** Opening EXCERPT PROVIDED block **

I’m not not usually a spa kind of girl. I like the occasional de-stressing massage, pore-clearing facial or special occasion mani-pedi, but mud baths, seaweed wraps, and caviar scrubs just aren’t for me. Neither are some of the bizarre and ridiculous spa treatments Forbes Traveler has rounded up from across the globe.
A few actually don’t sound that unusual. A wine and honey wrap is supposed to help you sweat out toxins, a goat yogurt facial will help clear your skin, and the cactus puree used in a massage will help reduce the appearance of cellulite. But a few others sound so off-the-wall you have to wonder who would be foolish enough to try them out.
A “cedar enzyme bath” may be a clever name, but really all you’re doing is sitting in a big tub full of sawdust. Why not save yourself a hundred bucks and head down to the gristmill? And, seriously – heated golf-ball massage? I highly doubt there are any magical healing properties contained in a set of microwaved balls.
Treatments involving animals seem equally wrong. I have a fish phobia so I wouldn’t climb into a pool and let hundreds of tiny fish nibble the dead skin off my toes. And can someone please explain to me exactly what the benefits of a “snake massage” are?
And then, for the most absurd of First World problems, there are holistic treatments. Feeling out of whack with the lunar cycle? Try a lunar treatment, which promises to help your body align with the moon. “Virtual dolphin therapy” is equally suspect. As clients watch images of dolphins on tv and listen to sonar sounds in their headphones, hey can hold a sound wave pillow for internal healing.
As the article points out “Now, though it’s considered a luxury in Japan, spreading dehydrated nightingale droppings on your cheeks doesn’t exactly scream ‘beneficial’, but geishas have been looking up at the skies for centuries, and spa owners have taken note.” Wait….so geishas have been looking up at the skies and …what…getting pooped on? No, I think I’ll skip that particular treatment, thank you very much.
I’ve no doubt that certain natural elements can help alleviate pain, relieve stress and improve skin, but that doesn’t mean that all such products should be incorporated into spa treatments. A little common sense should be used when drawing the line between beneficial and, well, birdshit.

** Closing EXCERPT PROVIDED block **
** Opening SUPPLIED DATA block **

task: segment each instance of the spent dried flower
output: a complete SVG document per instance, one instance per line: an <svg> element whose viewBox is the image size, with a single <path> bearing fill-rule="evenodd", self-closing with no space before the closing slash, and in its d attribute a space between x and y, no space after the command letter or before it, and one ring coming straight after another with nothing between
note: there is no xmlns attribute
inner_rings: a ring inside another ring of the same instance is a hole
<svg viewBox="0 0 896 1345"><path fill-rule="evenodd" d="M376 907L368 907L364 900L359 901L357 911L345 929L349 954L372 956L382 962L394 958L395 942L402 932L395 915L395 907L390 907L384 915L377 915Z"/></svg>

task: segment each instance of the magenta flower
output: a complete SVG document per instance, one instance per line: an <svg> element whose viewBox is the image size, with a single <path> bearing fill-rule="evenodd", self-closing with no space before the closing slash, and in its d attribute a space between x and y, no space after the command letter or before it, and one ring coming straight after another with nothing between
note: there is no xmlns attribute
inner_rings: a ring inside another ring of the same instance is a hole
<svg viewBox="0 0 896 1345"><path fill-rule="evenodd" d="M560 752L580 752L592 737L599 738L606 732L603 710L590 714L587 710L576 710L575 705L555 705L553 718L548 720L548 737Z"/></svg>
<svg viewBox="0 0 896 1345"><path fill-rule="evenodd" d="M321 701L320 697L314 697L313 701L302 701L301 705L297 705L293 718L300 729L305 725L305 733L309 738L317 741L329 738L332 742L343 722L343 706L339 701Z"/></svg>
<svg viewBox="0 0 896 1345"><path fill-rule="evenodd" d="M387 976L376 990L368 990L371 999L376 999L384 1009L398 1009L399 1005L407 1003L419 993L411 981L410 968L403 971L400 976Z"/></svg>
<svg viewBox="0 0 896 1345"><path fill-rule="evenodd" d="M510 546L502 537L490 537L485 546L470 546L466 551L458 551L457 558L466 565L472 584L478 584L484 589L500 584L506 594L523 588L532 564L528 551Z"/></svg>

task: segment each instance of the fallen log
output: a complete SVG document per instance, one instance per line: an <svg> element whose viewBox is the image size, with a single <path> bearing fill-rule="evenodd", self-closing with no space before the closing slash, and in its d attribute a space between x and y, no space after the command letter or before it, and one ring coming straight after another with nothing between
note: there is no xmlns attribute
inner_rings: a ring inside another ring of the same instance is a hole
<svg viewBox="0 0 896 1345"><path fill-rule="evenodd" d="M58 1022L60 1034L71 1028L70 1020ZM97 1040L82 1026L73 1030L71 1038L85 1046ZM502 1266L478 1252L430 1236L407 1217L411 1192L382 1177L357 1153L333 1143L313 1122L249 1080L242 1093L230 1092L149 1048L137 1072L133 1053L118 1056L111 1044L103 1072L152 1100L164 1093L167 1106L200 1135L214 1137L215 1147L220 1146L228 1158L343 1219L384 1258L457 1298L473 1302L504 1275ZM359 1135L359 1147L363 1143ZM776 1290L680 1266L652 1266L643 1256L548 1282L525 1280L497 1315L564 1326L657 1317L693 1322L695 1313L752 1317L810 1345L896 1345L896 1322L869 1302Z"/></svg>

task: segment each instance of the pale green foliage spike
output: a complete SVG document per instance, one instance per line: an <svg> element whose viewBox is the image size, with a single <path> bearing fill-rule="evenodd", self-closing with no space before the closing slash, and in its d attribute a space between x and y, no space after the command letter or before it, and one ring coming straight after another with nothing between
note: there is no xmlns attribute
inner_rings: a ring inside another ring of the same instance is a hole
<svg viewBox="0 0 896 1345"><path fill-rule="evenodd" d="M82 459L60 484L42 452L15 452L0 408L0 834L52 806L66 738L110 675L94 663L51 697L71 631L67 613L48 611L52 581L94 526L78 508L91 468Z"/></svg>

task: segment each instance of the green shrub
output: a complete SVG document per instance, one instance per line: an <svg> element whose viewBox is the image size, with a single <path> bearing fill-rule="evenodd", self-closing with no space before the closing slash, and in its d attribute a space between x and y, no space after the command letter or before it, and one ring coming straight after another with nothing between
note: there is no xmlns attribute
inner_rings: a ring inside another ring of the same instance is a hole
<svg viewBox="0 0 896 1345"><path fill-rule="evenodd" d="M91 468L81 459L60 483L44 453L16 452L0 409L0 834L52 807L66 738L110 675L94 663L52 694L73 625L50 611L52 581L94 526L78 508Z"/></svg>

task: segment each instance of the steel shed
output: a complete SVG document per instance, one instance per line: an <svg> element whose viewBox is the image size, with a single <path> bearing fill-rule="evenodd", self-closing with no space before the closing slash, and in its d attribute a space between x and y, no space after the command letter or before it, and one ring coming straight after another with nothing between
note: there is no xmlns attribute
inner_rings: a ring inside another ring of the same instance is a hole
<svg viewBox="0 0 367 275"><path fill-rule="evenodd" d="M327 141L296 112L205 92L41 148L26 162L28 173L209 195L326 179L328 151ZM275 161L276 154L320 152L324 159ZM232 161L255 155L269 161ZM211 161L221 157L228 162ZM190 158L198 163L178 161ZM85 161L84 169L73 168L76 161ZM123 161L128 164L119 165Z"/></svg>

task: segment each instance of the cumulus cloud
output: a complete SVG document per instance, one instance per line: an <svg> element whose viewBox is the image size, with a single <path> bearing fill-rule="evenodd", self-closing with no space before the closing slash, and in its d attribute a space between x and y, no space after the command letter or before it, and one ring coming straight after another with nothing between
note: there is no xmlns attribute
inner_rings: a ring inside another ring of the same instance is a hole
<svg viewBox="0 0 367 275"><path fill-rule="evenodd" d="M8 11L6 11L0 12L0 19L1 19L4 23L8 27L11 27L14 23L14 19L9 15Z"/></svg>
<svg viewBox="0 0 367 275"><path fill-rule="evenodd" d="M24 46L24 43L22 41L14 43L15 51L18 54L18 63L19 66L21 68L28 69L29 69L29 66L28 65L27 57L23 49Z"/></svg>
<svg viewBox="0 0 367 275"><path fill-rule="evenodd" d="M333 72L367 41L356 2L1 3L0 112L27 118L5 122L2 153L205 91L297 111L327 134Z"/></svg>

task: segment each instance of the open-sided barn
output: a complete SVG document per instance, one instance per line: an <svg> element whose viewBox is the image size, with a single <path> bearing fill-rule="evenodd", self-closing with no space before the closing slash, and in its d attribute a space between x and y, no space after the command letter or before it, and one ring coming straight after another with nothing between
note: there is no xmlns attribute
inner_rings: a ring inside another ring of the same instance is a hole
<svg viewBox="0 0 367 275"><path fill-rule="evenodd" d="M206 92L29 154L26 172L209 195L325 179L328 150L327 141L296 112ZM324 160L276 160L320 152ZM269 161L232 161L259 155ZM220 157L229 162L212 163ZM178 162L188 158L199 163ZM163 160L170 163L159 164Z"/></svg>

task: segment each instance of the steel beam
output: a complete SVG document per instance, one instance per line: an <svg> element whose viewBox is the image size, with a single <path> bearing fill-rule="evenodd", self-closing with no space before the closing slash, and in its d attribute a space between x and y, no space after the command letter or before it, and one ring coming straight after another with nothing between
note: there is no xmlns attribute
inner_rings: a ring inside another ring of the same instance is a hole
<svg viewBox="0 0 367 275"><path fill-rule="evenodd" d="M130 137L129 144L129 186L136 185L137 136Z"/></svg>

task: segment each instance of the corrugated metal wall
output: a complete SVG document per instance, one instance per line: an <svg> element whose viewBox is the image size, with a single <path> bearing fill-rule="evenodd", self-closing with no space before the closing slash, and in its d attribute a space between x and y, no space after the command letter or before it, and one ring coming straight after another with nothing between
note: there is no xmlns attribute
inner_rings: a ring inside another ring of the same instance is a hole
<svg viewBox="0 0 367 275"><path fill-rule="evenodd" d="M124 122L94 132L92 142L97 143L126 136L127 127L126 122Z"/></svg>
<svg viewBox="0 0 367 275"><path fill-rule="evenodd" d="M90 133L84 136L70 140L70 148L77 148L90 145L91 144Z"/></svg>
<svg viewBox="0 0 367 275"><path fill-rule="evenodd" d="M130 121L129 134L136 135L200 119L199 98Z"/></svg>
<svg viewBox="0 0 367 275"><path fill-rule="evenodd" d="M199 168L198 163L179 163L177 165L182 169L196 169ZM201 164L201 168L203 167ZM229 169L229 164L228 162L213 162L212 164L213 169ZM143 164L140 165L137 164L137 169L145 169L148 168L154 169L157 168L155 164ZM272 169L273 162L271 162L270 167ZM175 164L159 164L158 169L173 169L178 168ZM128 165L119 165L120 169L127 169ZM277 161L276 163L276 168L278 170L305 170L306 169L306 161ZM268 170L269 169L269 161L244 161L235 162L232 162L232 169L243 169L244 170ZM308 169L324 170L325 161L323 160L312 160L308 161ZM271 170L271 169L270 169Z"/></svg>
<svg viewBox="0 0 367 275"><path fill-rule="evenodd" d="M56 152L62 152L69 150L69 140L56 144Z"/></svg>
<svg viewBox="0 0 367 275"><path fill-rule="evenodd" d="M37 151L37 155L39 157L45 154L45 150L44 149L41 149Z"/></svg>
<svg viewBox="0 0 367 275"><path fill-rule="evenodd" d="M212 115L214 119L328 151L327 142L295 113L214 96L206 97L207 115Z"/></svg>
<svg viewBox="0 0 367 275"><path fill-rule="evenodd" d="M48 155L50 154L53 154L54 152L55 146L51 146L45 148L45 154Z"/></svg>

** Closing SUPPLIED DATA block **

### STUDY QUESTIONS
A – What is a goat yogurt facial said to do, according to the post on odd spa treatments?
B – From the post on odd spa treatments, extract the passage starting at "A few actually" and ending at "try them out.".
The entries have no role in this work.

### LIST OF SOLUTIONS
A – It is said to help clear your skin.

B –
A few actually don’t sound that unusual. A wine and honey wrap is supposed to help you sweat out toxins, a goat yogurt facial will help clear your skin, and the cactus puree used in a massage will help reduce the appearance of cellulite. But a few others sound so off-the-wall you have to wonder who would be foolish enough to try them out.